[Exercise details]
Copy out the lines below word for word, from the line containing "Note to the class: indicate the green tree" through the final line of the records.

[Data items]
====================

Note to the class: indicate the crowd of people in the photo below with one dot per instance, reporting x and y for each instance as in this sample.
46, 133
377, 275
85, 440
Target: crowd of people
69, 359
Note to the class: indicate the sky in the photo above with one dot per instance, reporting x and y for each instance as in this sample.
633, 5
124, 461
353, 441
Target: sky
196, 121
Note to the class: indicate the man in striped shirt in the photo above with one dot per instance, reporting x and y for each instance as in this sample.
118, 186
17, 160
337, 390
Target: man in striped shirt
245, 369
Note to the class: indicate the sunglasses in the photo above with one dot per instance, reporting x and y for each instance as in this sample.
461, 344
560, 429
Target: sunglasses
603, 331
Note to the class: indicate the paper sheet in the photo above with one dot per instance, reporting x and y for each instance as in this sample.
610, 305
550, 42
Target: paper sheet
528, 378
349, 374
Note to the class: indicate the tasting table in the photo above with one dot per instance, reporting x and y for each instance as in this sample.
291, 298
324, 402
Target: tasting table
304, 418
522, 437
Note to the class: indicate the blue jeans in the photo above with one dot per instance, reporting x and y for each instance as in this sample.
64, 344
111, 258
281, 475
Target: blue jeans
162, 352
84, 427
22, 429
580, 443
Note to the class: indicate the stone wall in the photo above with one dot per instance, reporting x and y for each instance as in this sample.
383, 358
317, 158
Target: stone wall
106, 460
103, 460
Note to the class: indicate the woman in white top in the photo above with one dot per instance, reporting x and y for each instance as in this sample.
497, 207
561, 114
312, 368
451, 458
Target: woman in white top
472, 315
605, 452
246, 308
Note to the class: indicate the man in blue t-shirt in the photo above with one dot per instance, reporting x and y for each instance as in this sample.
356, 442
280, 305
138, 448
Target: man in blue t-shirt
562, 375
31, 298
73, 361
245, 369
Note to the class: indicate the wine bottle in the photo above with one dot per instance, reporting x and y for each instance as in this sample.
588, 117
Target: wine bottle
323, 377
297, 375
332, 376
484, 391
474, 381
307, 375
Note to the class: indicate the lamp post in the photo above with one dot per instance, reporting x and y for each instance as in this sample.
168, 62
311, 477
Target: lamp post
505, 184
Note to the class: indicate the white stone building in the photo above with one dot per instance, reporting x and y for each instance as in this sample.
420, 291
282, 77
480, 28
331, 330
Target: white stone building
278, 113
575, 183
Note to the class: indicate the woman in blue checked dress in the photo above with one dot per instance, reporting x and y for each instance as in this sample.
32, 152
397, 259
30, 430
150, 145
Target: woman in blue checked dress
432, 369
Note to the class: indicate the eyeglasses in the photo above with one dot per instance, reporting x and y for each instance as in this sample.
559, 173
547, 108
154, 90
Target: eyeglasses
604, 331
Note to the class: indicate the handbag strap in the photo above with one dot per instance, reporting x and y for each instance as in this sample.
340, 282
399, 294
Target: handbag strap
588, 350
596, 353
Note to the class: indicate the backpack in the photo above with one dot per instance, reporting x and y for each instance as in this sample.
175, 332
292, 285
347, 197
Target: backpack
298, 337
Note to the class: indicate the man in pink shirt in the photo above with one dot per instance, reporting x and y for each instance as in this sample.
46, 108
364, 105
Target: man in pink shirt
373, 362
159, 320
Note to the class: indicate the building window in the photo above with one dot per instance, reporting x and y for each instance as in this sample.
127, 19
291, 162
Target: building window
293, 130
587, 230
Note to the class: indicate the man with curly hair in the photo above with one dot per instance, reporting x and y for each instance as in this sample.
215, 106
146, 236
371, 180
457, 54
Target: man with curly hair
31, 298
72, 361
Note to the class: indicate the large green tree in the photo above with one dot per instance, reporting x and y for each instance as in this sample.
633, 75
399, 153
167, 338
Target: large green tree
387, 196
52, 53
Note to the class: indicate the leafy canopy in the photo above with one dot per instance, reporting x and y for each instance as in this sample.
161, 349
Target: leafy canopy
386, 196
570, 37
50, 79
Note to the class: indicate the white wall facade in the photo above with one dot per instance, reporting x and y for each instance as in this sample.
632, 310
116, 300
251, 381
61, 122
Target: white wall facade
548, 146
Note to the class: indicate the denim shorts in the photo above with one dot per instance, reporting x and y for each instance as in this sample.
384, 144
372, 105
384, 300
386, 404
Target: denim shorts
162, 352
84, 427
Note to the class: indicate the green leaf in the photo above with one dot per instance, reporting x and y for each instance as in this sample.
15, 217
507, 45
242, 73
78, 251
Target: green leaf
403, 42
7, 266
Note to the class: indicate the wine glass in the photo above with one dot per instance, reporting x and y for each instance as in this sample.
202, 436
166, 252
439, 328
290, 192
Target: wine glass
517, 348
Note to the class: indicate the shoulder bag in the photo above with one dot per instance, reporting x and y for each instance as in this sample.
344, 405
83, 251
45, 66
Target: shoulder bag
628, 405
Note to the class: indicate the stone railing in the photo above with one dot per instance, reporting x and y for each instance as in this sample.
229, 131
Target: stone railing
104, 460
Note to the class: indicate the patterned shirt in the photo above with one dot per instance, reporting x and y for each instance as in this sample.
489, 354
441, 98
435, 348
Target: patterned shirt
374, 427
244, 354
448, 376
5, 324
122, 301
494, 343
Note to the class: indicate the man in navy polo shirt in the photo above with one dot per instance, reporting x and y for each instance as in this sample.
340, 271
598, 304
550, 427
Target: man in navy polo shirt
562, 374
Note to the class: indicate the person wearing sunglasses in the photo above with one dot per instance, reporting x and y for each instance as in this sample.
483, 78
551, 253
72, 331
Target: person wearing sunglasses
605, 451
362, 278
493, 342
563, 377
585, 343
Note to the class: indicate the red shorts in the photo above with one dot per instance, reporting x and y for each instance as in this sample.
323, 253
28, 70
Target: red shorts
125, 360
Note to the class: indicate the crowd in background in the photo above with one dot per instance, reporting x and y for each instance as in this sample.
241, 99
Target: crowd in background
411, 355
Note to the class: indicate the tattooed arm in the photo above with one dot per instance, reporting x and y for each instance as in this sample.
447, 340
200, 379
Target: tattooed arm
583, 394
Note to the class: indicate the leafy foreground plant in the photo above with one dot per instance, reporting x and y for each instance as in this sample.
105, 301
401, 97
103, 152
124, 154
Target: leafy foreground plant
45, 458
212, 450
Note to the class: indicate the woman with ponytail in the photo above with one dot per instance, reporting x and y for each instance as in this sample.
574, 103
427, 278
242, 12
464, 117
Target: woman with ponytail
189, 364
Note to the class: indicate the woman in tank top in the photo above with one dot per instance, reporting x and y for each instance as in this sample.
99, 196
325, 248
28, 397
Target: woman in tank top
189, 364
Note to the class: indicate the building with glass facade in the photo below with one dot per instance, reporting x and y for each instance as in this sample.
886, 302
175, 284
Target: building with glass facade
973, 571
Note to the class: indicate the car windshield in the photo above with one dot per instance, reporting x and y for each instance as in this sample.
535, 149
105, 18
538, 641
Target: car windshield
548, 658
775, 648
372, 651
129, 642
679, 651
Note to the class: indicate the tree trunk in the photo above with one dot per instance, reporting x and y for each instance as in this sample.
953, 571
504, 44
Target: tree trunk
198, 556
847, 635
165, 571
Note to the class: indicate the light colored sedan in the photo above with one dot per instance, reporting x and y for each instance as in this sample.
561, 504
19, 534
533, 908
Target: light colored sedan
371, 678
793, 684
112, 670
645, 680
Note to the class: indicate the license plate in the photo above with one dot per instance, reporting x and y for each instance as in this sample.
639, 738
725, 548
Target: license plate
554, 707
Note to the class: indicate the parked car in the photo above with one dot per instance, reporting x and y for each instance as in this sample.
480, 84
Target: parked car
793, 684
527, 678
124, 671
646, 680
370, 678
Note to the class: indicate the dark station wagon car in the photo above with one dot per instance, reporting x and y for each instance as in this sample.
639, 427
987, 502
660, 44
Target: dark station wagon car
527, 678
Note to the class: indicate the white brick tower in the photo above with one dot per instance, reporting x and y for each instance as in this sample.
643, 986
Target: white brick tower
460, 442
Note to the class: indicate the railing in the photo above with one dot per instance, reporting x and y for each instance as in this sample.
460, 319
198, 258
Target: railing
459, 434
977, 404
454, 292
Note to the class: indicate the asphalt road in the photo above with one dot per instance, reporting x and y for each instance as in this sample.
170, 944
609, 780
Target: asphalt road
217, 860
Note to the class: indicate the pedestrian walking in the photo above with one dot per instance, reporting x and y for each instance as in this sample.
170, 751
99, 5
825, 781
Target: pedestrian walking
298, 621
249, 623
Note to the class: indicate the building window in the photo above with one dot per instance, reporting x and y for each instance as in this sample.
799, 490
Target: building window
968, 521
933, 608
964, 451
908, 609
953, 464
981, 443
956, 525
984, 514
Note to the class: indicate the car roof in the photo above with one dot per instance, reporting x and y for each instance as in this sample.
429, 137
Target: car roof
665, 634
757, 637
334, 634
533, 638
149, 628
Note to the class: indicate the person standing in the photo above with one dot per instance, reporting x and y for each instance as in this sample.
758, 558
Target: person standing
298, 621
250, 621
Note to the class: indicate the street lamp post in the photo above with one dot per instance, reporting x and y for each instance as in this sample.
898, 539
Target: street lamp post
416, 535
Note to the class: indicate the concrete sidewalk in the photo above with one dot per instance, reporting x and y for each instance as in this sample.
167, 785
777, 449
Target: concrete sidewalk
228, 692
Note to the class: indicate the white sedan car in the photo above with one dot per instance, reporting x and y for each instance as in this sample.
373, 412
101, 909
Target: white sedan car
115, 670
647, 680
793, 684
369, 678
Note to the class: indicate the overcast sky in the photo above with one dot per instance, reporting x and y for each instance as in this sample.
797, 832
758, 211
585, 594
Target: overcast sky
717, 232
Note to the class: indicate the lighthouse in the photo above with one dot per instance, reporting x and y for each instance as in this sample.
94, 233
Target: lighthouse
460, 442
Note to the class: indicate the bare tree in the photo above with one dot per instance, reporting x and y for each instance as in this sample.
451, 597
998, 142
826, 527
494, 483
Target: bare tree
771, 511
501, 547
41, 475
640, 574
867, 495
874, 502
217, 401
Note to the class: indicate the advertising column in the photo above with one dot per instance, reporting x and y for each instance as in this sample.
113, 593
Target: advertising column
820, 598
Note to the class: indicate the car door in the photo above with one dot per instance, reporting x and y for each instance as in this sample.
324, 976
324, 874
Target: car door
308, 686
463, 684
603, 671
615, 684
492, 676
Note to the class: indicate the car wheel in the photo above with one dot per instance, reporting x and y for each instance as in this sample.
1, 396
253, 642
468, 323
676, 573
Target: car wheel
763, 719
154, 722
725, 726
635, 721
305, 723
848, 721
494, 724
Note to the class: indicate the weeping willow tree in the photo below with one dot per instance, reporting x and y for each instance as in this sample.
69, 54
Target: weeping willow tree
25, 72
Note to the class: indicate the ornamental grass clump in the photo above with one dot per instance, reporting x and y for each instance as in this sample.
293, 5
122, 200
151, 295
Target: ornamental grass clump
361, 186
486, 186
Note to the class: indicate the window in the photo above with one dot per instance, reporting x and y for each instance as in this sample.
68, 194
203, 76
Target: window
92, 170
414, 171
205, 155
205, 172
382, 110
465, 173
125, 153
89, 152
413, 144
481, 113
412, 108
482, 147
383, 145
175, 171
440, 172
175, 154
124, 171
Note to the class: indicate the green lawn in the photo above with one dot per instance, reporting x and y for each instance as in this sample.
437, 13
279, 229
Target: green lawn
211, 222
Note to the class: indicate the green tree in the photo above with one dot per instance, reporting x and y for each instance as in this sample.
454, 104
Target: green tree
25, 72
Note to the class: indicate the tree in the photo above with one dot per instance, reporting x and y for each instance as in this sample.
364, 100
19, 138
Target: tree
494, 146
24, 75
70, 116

====================

[Answer for the task]
Note to the class: indicate the green tree in the photo above with one dot per instance, reporting x and y for each instance as in this sample.
454, 104
Target: green tree
25, 72
Note to the class: indicate the tree in the photo above with one dot per instance, reporting x and y for each instance as in this sample.
364, 100
19, 138
Target: tree
494, 146
24, 75
70, 116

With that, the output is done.